= Soal yang Diberikan 1 =
Ganti "pepatah" dengan "peribahasa" pada bagian teks tentang Taman Wisata Alam Pulau Sangiang yang diawali dengan kata-kata yang memuat "Sabtu, 12 Januari" dan diakhiri dengan "bahkan masyarakat umum.", lalu tuliskan kembali bagian tersebut.

◇ ◇ ◇

Sabtu, 12 Januari 2013

Taman Wisata Alam Pulau Sangiang



A. Selayang Pandang
Mengunjungi Taman Wisata Alam Pulau Sangiang ibarat pepatah "sekali mendayung perahu, dua tiga pulau terlampaui". Kawasan yang dikenal dengan julukan Seven Wonders of Banten (Tujuh Keajaiban Banten) ini memadukan wisata alam, wisata sejarah, dan wisata ilmiah. Sehingga, selain sebagai tempat wisata yang menarik, kawasan ini juga menjadi lahan subur untuk penelitian dan pengembangan kekayaan hayati bagi ilmuan, mahasiswa, pelajar, dan bahkan masyarakat umum.
Sebelumnya, Pulau Sangiang merupakan Kawasan Cagar Alam berdasarkan Surat Keputusan Menteri Kehutanan Republik Indonesia Nomor 112/Kpts-II/1985 pada tanggal 23 Mei 1985 dengan luas areal sekitar 700,35 hektar. Namun, mengingat letak geografisnya yang strategis dan kekayaan hayatinya yang melimpah, pemerintah pusat kemudian menetapkannya sebagai Taman Wisata Alam Pulau Sangiang berdasarkan Surat Keputusan Menteri Kehutanan Republik Indonesia Nomor 698/Kpts-II/93 pada tanggal 12 Oktober 1993. Kawasan yang memiliki luas sekitar 1.420,35 hektar ini, terdiri dari dataran seluas 700,35 hektar dan taman laut seluas 720 hektar.

◇ ◇ ◇

= Soal yang Diberikan 2 =
Ambil dan salin tanpa perubahan baris-baris daftar, mulai dari awal daftar sampai dengan baris yang memuat "[767,192,837,310]", termasuk baris tersebut.

◇ ◇ ◇

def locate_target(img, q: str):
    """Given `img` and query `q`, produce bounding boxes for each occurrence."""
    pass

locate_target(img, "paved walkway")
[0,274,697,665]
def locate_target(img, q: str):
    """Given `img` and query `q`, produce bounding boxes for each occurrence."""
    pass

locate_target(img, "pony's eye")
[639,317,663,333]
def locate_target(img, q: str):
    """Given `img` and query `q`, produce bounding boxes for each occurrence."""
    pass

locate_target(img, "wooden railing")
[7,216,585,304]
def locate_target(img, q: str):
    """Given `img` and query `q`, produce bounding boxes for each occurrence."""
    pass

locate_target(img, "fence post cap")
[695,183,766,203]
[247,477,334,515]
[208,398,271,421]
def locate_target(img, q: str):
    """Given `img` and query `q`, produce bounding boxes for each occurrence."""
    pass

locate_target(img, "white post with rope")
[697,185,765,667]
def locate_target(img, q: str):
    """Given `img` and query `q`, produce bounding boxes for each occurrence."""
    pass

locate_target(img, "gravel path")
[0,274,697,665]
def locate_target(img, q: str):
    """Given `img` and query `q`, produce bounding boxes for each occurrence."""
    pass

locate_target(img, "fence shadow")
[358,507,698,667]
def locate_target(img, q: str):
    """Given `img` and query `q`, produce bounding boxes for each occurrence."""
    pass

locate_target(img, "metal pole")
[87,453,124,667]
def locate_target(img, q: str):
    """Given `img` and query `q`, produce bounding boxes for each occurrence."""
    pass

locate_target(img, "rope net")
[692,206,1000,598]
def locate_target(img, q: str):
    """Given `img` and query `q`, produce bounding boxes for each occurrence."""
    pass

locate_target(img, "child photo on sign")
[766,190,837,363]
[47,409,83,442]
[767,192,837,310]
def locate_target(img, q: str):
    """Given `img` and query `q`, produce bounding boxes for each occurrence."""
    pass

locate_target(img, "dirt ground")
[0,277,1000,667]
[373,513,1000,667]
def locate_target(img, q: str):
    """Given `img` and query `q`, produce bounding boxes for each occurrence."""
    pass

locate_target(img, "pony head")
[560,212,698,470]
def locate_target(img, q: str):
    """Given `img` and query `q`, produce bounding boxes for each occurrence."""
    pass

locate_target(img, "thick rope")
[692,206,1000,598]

◇ ◇ ◇

= Jawaban 1 =
Sabtu, 12 Januari 2013

Taman Wisata Alam Pulau Sangiang



A. Selayang Pandang
Mengunjungi Taman Wisata Alam Pulau Sangiang ibarat peribahasa "sekali mendayung perahu, dua tiga pulau terlampaui". Kawasan yang dikenal dengan julukan Seven Wonders of Banten (Tujuh Keajaiban Banten) ini memadukan wisata alam, wisata sejarah, dan wisata ilmiah. Sehingga, selain sebagai tempat wisata yang menarik, kawasan ini juga menjadi lahan subur untuk penelitian dan pengembangan kekayaan hayati bagi ilmuan, mahasiswa, pelajar, dan bahkan masyarakat umum.

= Jawaban 2 =
def locate_target(img, q: str):
    """Given `img` and query `q`, produce bounding boxes for each occurrence."""
    pass

locate_target(img, "paved walkway")
[0,274,697,665]
def locate_target(img, q: str):
    """Given `img` and query `q`, produce bounding boxes for each occurrence."""
    pass

locate_target(img, "pony's eye")
[639,317,663,333]
def locate_target(img, q: str):
    """Given `img` and query `q`, produce bounding boxes for each occurrence."""
    pass

locate_target(img, "wooden railing")
[7,216,585,304]
def locate_target(img, q: str):
    """Given `img` and query `q`, produce bounding boxes for each occurrence."""
    pass

locate_target(img, "fence post cap")
[695,183,766,203]
[247,477,334,515]
[208,398,271,421]
def locate_target(img, q: str):
    """Given `img` and query `q`, produce bounding boxes for each occurrence."""
    pass

locate_target(img, "white post with rope")
[697,185,765,667]
def locate_target(img, q: str):
    """Given `img` and query `q`, produce bounding boxes for each occurrence."""
    pass

locate_target(img, "gravel path")
[0,274,697,665]
def locate_target(img, q: str):
    """Given `img` and query `q`, produce bounding boxes for each occurrence."""
    pass

locate_target(img, "fence shadow")
[358,507,698,667]
def locate_target(img, q: str):
    """Given `img` and query `q`, produce bounding boxes for each occurrence."""
    pass

locate_target(img, "metal pole")
[87,453,124,667]
def locate_target(img, q: str):
    """Given `img` and query `q`, produce bounding boxes for each occurrence."""
    pass

locate_target(img, "rope net")
[692,206,1000,598]
def locate_target(img, q: str):
    """Given `img` and query `q`, produce bounding boxes for each occurrence."""
    pass

locate_target(img, "child photo on sign")
[766,190,837,363]
[47,409,83,442]
[767,192,837,310]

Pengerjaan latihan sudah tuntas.